Records from a data collection
++++++

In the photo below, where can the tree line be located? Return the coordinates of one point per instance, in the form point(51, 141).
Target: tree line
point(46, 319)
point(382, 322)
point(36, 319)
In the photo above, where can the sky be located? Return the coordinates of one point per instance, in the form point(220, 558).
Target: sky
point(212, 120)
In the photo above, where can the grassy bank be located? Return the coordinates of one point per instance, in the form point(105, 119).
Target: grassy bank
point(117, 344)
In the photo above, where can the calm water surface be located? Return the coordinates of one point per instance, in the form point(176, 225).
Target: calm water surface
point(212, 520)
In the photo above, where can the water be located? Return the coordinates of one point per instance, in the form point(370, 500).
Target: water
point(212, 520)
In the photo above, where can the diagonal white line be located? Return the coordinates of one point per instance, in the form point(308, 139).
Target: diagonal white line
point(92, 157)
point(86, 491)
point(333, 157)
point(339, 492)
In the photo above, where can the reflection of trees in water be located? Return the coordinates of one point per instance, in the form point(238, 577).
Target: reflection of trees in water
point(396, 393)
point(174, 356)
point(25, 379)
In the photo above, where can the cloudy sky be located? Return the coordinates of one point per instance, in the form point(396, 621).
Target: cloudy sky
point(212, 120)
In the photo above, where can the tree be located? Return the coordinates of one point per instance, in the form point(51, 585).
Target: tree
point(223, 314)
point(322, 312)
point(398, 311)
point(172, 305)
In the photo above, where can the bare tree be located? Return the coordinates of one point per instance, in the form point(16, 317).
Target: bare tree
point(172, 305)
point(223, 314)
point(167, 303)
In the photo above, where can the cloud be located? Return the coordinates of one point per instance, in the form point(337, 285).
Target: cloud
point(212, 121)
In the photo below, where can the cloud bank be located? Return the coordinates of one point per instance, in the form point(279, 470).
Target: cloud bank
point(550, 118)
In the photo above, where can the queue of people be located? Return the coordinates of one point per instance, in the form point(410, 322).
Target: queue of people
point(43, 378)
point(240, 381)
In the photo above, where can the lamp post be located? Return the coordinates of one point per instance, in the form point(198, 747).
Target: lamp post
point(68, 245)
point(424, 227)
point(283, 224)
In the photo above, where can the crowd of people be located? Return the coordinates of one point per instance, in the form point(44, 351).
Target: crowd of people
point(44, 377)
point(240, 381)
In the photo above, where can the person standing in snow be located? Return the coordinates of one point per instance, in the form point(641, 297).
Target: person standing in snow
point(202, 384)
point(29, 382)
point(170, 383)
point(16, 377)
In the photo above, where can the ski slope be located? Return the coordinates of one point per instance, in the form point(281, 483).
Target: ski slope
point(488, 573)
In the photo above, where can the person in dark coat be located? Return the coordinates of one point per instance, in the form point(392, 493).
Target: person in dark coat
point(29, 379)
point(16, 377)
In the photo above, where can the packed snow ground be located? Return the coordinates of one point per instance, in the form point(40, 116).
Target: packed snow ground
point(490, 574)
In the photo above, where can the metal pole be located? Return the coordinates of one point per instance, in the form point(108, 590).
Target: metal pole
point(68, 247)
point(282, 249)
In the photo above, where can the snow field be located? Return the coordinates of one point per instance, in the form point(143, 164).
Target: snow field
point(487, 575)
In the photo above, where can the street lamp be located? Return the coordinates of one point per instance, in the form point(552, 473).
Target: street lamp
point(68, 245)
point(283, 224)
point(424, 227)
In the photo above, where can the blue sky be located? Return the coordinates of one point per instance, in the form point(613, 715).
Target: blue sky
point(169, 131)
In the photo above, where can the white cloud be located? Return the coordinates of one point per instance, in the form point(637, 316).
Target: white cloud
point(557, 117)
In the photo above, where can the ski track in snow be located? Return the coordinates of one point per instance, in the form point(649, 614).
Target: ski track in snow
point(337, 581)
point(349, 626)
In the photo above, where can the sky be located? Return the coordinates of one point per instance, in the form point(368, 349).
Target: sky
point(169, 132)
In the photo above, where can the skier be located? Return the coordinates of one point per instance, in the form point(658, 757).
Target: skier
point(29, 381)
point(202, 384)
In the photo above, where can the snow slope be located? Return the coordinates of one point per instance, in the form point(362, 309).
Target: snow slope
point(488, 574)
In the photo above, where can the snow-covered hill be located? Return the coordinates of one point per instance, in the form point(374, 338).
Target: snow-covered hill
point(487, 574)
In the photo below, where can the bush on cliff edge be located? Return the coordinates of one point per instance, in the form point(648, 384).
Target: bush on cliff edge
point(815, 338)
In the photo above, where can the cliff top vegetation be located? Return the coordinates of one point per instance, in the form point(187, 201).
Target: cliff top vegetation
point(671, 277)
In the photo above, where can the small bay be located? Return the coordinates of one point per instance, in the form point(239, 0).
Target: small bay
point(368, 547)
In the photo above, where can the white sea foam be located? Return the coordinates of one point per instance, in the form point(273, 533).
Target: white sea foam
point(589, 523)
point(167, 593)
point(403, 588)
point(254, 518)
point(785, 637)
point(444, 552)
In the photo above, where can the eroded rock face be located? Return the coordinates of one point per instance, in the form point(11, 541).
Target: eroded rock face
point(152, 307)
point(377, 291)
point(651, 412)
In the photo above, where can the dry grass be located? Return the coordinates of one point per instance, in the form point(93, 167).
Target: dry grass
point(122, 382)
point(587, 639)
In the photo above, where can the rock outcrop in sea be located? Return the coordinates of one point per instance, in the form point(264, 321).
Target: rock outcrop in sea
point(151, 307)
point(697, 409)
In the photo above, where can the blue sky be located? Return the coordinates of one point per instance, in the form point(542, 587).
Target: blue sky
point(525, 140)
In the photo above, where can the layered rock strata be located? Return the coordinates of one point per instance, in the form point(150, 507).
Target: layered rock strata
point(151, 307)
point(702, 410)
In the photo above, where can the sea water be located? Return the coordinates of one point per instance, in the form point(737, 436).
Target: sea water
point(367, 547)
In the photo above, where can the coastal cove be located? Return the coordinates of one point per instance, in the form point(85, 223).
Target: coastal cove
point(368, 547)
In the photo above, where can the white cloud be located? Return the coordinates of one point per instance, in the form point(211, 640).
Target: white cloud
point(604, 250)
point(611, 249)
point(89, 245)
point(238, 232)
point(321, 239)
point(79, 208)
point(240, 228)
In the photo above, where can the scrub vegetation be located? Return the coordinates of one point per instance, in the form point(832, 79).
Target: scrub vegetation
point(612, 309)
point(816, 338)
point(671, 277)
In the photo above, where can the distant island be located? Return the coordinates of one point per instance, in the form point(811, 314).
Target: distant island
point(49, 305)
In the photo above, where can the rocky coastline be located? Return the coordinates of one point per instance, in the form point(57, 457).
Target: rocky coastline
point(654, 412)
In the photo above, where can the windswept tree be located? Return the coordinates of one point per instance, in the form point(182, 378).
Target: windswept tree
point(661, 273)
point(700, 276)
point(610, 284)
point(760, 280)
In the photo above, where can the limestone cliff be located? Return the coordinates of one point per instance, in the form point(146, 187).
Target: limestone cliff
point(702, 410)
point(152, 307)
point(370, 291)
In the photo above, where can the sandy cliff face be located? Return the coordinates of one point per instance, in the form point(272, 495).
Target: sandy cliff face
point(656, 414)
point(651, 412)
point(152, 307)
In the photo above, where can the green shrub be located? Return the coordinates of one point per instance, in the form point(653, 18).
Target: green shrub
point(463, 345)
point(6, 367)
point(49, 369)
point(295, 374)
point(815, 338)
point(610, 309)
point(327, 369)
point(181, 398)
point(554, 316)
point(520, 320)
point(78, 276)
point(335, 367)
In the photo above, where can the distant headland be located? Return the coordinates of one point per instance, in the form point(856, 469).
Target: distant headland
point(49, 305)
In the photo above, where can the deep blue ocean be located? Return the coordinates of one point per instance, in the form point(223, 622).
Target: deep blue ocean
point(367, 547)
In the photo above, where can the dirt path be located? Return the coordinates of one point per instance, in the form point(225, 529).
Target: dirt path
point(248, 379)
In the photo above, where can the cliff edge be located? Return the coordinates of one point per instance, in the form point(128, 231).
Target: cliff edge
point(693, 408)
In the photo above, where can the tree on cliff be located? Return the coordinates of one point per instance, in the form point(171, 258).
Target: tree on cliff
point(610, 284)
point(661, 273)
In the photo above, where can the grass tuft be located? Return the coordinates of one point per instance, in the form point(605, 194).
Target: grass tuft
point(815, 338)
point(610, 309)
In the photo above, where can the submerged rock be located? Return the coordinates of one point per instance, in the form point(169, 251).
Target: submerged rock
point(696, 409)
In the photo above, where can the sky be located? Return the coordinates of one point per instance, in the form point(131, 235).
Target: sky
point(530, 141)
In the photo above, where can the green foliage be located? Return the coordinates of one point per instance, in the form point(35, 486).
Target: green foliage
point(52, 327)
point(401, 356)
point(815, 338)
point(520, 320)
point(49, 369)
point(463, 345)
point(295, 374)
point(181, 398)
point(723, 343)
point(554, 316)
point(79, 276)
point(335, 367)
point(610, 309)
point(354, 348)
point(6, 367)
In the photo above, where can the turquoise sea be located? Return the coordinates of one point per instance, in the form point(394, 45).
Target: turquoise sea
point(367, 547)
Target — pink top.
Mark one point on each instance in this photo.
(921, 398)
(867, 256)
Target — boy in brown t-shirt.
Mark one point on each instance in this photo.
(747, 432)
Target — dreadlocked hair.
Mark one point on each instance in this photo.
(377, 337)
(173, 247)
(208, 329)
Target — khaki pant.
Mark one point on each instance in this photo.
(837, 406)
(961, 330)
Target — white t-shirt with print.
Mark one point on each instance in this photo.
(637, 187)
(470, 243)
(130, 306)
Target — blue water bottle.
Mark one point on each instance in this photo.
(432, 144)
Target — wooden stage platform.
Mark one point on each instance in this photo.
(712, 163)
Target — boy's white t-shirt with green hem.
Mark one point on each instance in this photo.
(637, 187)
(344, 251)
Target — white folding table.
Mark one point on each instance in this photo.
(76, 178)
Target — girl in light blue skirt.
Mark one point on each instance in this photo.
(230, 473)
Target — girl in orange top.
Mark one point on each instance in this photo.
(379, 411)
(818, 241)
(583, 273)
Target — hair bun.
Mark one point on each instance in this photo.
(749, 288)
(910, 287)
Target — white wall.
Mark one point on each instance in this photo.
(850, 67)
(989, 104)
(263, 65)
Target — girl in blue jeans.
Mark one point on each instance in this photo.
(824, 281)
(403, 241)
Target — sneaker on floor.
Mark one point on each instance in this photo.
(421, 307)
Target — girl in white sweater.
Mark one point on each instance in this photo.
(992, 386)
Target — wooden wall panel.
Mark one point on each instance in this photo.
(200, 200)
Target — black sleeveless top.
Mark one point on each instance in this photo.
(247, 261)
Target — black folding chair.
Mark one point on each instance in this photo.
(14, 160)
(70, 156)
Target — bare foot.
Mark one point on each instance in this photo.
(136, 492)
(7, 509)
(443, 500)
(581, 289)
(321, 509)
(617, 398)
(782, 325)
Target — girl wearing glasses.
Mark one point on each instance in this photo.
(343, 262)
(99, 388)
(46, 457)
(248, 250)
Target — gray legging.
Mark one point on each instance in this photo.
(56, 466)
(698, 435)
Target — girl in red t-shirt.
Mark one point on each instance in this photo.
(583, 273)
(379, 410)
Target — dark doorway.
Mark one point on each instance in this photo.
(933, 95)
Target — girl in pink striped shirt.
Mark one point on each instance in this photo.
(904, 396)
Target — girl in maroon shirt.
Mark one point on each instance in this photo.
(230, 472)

++++++

Please say how many lines in the records contain the word "folding", and give only that number.

2